>> begin

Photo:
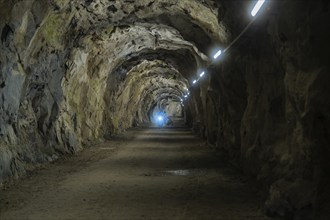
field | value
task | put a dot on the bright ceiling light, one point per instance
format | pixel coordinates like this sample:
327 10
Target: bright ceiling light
217 54
257 7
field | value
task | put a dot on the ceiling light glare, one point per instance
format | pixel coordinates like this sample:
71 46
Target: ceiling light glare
217 54
257 7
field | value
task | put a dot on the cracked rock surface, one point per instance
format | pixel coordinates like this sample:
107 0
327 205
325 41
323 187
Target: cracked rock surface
73 72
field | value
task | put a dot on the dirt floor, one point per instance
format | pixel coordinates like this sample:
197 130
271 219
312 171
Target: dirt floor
150 173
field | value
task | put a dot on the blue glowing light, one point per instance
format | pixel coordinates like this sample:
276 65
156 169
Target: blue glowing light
217 54
257 7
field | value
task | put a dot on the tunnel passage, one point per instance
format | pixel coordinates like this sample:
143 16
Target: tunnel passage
75 72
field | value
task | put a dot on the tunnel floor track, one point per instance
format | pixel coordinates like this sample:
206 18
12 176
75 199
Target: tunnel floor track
148 173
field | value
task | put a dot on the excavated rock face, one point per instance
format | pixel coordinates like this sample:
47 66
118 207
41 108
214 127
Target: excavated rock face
74 71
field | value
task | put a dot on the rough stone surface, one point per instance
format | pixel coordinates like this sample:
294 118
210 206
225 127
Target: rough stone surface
72 72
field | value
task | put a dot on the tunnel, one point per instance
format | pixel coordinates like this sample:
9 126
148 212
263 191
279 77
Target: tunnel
165 109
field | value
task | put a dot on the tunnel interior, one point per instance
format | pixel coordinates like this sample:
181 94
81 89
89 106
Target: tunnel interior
75 72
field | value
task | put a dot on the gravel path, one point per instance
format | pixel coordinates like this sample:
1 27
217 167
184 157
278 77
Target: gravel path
149 173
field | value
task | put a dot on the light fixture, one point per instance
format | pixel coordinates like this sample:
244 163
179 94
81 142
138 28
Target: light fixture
217 54
257 7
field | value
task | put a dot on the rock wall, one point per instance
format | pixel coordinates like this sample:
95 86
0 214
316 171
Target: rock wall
75 71
268 105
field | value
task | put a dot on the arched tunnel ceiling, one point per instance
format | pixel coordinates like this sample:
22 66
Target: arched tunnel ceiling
119 58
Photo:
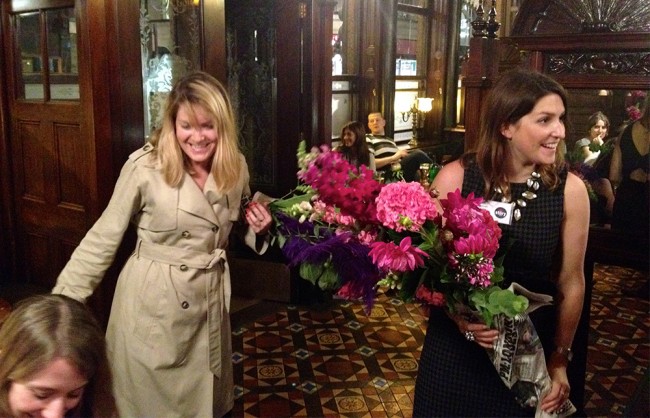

>> end

* **Your instructions**:
How many lines in the listing above contain the string "path", with case taken into account? Reply with the number alone.

* **Expected output**:
2